=== Begin Enclosure ===

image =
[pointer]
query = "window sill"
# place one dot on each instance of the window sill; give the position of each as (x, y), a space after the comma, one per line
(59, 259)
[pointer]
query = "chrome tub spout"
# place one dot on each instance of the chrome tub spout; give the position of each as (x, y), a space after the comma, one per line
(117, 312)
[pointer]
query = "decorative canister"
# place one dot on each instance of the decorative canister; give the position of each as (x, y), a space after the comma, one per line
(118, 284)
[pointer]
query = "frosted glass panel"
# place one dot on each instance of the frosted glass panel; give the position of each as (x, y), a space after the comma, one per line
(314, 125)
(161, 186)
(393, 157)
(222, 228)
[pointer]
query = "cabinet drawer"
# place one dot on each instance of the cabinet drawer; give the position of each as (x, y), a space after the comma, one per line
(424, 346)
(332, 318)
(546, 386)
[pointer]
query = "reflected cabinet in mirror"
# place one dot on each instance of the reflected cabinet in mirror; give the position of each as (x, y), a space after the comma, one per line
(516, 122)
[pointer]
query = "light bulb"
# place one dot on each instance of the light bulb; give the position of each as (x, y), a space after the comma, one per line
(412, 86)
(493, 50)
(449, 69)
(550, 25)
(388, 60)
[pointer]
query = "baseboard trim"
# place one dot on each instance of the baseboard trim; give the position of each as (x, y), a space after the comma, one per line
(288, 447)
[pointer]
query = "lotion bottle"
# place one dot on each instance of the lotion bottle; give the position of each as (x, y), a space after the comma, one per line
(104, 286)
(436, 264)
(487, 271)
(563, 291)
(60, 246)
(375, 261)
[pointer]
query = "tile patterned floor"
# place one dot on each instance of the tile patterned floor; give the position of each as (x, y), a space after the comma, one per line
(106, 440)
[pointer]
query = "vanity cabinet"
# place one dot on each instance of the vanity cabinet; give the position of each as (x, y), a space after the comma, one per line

=== End Enclosure ===

TRY IT:
Filter the lines above so that only those with the string "query" remain, then copy them.

EXERCISE RESULT:
query = "window sill"
query = "chrome tub spout"
query = "decorative canister"
query = "frosted glass panel"
query = "cabinet drawer"
query = "reflected cabinet in mirror"
query = "light bulb"
query = "baseboard trim"
query = "lotion bottle"
query = "tile patterned floor"
query = "vanity cabinet"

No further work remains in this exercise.